- EXERCISE DETAILS -
Copy the records starting at the very beginning and ending with the line that contains "643L84 644L87 571L55", substituting "coarse mask" for each "rough mask" and leaving everything else as it is.

- SUPPLIED MATERIAL -
::::::::

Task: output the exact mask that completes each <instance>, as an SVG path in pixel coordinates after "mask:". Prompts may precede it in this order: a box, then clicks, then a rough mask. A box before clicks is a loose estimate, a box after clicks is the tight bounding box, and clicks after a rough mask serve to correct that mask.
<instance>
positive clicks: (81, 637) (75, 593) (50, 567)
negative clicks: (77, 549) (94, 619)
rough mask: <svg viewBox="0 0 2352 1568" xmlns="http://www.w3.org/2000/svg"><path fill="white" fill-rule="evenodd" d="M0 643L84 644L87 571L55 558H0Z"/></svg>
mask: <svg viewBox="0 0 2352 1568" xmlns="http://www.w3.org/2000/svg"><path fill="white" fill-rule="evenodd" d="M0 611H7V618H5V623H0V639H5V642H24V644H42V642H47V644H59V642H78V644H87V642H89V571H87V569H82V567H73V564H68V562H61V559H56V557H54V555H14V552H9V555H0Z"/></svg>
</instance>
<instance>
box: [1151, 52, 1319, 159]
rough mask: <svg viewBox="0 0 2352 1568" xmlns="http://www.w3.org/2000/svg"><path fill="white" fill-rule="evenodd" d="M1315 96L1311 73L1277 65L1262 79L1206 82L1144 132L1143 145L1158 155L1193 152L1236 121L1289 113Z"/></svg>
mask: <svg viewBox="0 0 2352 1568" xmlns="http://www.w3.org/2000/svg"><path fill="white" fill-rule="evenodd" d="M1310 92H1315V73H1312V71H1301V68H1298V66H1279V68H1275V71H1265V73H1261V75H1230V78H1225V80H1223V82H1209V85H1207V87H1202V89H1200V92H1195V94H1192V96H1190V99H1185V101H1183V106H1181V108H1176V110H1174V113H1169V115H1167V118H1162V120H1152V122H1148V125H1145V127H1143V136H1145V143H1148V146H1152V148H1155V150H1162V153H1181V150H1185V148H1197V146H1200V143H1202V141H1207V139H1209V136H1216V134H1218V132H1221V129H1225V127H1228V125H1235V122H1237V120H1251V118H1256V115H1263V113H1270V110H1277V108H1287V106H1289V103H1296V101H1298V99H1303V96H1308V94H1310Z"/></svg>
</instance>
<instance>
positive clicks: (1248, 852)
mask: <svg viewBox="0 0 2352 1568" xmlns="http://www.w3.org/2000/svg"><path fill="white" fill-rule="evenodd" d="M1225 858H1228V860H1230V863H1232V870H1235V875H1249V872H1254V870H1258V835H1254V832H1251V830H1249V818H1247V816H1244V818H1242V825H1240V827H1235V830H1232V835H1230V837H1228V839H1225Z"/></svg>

::::::::

- WRITTEN ANSWER -
Task: output the exact mask that completes each <instance>, as an SVG path in pixel coordinates after "mask:". Prompts may precede it in this order: a box, then clicks, then a coarse mask. A box before clicks is a loose estimate, a box after clicks is the tight bounding box, and clicks after a coarse mask serve to correct that mask.
<instance>
positive clicks: (81, 637) (75, 593) (50, 567)
negative clicks: (77, 549) (94, 619)
coarse mask: <svg viewBox="0 0 2352 1568" xmlns="http://www.w3.org/2000/svg"><path fill="white" fill-rule="evenodd" d="M0 643L84 644L87 571L55 558H0Z"/></svg>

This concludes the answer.